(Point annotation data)
------------
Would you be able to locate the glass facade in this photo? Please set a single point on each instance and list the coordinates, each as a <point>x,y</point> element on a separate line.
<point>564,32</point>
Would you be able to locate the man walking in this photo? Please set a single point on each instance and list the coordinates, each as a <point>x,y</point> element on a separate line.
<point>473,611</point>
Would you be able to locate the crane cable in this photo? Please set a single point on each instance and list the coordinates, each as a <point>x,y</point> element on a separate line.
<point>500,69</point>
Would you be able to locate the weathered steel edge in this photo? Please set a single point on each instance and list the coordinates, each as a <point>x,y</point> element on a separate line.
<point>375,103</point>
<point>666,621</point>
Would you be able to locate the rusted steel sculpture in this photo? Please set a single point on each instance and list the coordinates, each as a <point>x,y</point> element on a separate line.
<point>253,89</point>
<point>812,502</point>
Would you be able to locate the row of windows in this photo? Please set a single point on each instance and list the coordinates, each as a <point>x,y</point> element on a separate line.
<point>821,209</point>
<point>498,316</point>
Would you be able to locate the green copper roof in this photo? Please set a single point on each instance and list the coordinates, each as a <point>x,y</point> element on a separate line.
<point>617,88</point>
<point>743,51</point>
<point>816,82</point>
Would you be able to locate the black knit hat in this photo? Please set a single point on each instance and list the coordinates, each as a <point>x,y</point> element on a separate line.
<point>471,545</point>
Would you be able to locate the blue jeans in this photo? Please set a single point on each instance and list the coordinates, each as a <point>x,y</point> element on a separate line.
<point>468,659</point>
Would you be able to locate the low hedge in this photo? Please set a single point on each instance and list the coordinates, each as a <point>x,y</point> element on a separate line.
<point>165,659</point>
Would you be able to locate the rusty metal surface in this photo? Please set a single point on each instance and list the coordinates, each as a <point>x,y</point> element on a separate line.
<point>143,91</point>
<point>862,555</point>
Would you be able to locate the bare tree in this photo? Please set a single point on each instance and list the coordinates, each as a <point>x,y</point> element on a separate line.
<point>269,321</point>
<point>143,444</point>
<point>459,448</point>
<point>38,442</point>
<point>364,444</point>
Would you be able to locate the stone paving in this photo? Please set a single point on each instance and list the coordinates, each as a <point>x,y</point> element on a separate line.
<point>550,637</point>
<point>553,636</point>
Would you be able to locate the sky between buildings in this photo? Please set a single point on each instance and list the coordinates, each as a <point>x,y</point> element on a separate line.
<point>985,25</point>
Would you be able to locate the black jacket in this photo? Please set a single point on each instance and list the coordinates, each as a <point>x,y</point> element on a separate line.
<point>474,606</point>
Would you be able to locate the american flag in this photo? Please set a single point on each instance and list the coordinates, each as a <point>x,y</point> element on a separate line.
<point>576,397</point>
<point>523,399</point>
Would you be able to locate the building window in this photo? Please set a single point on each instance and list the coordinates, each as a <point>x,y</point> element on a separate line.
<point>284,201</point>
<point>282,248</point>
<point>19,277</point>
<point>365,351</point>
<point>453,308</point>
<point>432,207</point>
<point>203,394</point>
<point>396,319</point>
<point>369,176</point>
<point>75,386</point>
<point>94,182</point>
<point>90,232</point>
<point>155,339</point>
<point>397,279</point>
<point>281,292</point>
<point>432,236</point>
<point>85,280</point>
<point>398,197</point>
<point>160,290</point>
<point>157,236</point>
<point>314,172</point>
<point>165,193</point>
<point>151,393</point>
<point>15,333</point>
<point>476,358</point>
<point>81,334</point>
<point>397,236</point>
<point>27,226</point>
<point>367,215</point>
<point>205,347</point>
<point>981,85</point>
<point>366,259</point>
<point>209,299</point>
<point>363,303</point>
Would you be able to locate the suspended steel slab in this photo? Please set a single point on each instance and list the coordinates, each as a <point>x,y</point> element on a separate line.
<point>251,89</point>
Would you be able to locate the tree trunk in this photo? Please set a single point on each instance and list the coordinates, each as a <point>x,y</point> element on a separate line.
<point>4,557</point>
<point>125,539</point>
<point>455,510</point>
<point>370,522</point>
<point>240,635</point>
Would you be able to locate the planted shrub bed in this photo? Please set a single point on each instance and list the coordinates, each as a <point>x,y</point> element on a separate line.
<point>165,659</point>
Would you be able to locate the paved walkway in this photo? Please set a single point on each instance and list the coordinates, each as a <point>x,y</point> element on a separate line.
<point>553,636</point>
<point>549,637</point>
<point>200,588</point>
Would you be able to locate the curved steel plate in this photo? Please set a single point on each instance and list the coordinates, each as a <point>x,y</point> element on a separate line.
------------
Description of the task:
Render every line of the material above as a numbered list, leaving out any blank lines.

Answer for this exercise:
1. Would you be able to locate the glass facade in this photo? Please set a single point on each instance and list the coordinates, each as a <point>x,y</point> element on a separate line.
2. <point>564,32</point>
3. Would you be able to locate the man walking in this photo? Please set a single point on each instance and list the coordinates, each as a <point>x,y</point> element on a separate line.
4. <point>473,611</point>
5. Would you be able to locate the crane cable in this photo? Please set a single point on each instance and list the coordinates, each as a <point>x,y</point> element on a separate line.
6. <point>500,69</point>
7. Would you be able to locate the weathered steel edge in this photo? Please set a single point on each instance and list the coordinates, each as a <point>x,y</point> element on a separate line.
8. <point>375,103</point>
9. <point>666,621</point>
10. Would you be able to locate the rusted steel sculpture in this photo? Please set a single point on each instance and list the coordinates, each as a <point>x,y</point> element on a separate line.
11. <point>253,89</point>
12. <point>812,502</point>
13. Would you be able to locate the row of windows in this photo? Please set a single point on each instance and list the coordinates, each as a <point>x,y</point> element on a separate line.
14. <point>821,209</point>
15. <point>498,316</point>
16. Would you be able to locate the green copper roof in this photo? Please set a single point on each instance and list the coordinates, each as a <point>x,y</point> element on a separate line.
17. <point>617,88</point>
18. <point>743,51</point>
19. <point>816,82</point>
20. Would you be able to locate the black knit hat in this photo? Please set a single point on each instance and list the coordinates, each as a <point>x,y</point> element on a separate line.
21. <point>471,545</point>
22. Would you be able to locate the blue jeans in this photo? Please set a single point on each instance and list the coordinates, each as a <point>x,y</point> element on a separate line.
23. <point>468,659</point>
24. Would you be able to locate the low hedge in this photo? Please set a single point on each instance and list the coordinates, each as a <point>x,y</point> element on a separate line.
25. <point>165,659</point>
26. Would you be able to locate the rusty metal surface in this photo? Please set a single point on each instance and list the coordinates, each as a <point>x,y</point> element on a separate line.
27. <point>143,91</point>
28. <point>862,555</point>
29. Would you be able to locate the bare tree in this photo? Please set a single point on each instance and list the coordinates, each as a <point>x,y</point> element on a separate line.
30. <point>269,321</point>
31. <point>143,444</point>
32. <point>459,448</point>
33. <point>38,442</point>
34. <point>364,444</point>
35. Would you be able to locate the stone paving in this photo? Please set a single point on each instance and list the coordinates, each as a <point>x,y</point> element on a separate line.
36. <point>550,637</point>
37. <point>553,636</point>
38. Would you be able to locate the sky between buildings in this photo? Please set a single point on each instance and list the coordinates, each as a <point>x,y</point> element on a separate line.
39. <point>985,25</point>
40. Would you be able to locate the black jacket in this photo? Please set a single point on each instance and list the coordinates, each as a <point>x,y</point> element on a separate line.
41. <point>474,606</point>
42. Would you be able to locate the american flag in this photo? Please set a single point on each instance and list the coordinates, each as a <point>x,y</point> element on a separate line.
43. <point>576,397</point>
44. <point>523,399</point>
45. Would you be able to locate the building window in this photo? Please set a single point on each instance and list the coordinates, each as a <point>x,y</point> element on a separate line.
46. <point>284,201</point>
47. <point>282,248</point>
48. <point>19,277</point>
49. <point>365,351</point>
50. <point>453,308</point>
51. <point>432,207</point>
52. <point>203,394</point>
53. <point>396,319</point>
54. <point>369,176</point>
55. <point>75,386</point>
56. <point>94,182</point>
57. <point>90,232</point>
58. <point>155,339</point>
59. <point>397,279</point>
60. <point>281,292</point>
61. <point>432,236</point>
62. <point>85,280</point>
63. <point>398,197</point>
64. <point>160,290</point>
65. <point>157,236</point>
66. <point>314,172</point>
67. <point>165,193</point>
68. <point>151,393</point>
69. <point>15,333</point>
70. <point>476,358</point>
71. <point>81,334</point>
72. <point>397,236</point>
73. <point>27,226</point>
74. <point>367,215</point>
75. <point>205,347</point>
76. <point>981,85</point>
77. <point>366,259</point>
78. <point>209,299</point>
79. <point>363,303</point>
80. Would you be able to locate the suspended steel slab in this photo? Please set a single point on each instance and list the coordinates, each as a <point>x,y</point> element on a separate line.
81. <point>251,89</point>
82. Would you be able to locate the tree trunk in this photo? Please set a single point on each instance and list the coordinates, each as a <point>x,y</point> element on a separate line.
83. <point>4,557</point>
84. <point>125,539</point>
85. <point>455,510</point>
86. <point>370,522</point>
87. <point>240,635</point>
88. Would you be able to locate the planted shrub bed in this photo? Please set a single point on each instance and list the coordinates, each as a <point>x,y</point> element on a separate line.
89. <point>165,659</point>
90. Would you be able to locate the paved walkway in this photo? Please set a single point on each instance and list the coordinates, each as a <point>x,y</point> element on a separate line.
91. <point>553,636</point>
92. <point>549,637</point>
93. <point>200,588</point>
94. Would you be able to locate the curved steel plate in this photo? Please set a single point on each instance and list the coordinates, each as a <point>x,y</point> element on a separate line.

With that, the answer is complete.